• **Aim of the task**
Turn every line of the items below into a numbered list, skipping blank lines. Leave the pictures out of your answer.

• **Entries from a set of point annotations**
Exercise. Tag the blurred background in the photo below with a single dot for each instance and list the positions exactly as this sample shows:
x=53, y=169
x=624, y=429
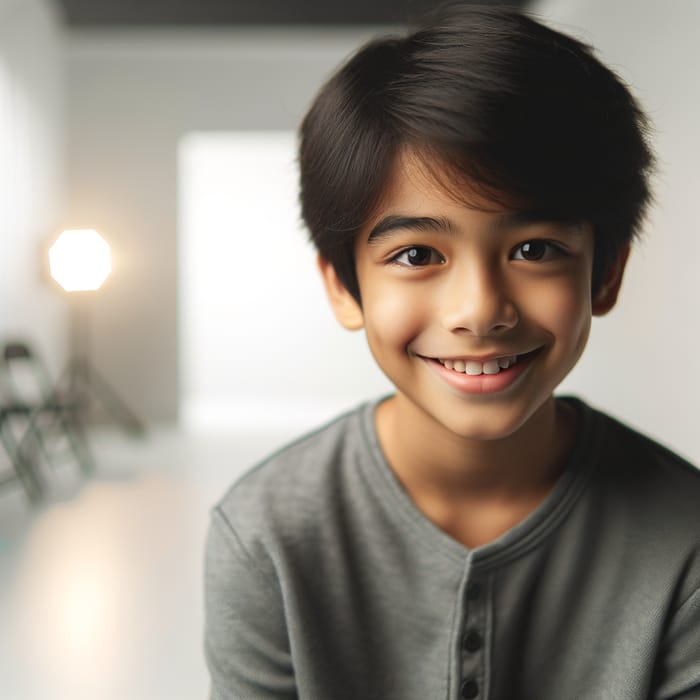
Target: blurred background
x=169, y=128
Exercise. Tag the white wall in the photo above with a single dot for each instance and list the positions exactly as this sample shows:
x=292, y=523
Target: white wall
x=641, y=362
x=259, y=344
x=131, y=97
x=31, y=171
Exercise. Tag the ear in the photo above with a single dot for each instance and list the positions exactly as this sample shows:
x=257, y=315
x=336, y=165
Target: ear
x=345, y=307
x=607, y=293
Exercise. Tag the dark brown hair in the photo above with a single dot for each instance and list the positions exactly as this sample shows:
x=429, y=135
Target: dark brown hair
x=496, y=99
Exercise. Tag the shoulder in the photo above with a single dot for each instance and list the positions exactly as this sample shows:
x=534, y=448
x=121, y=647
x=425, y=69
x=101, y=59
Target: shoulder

• **Output for this exercise**
1. Exercise. Tag the blurred background in the photo below with a single dot for each instance and list the positions exactly as this sample shows:
2. x=53, y=169
3. x=624, y=429
4. Target: blurred background
5. x=169, y=128
6. Exercise. Tag the white wall in the photo above with a single dot for each instance and list the positions exactly as this sample shows:
7. x=292, y=523
8. Target: white wall
9. x=641, y=362
10. x=259, y=344
11. x=131, y=97
12. x=31, y=171
13. Exercise. Tag the ear in the photo above with a single dot for each instance and list the positions exactly as this sample shows:
14. x=257, y=315
15. x=336, y=165
16. Target: ear
17. x=345, y=307
18. x=607, y=293
19. Exercise. Tag the dark brown hair in the photo above with a single dot for each instance and list the positions exactly as this sample shows:
20. x=429, y=135
21. Target: dark brown hair
22. x=496, y=99
23. Exercise. Tag the shoulder in the photo above with a single dot for each instance and list the positions exactly as this sample shows:
24. x=534, y=448
25. x=121, y=647
26. x=425, y=69
27. x=101, y=59
28. Target: shoulder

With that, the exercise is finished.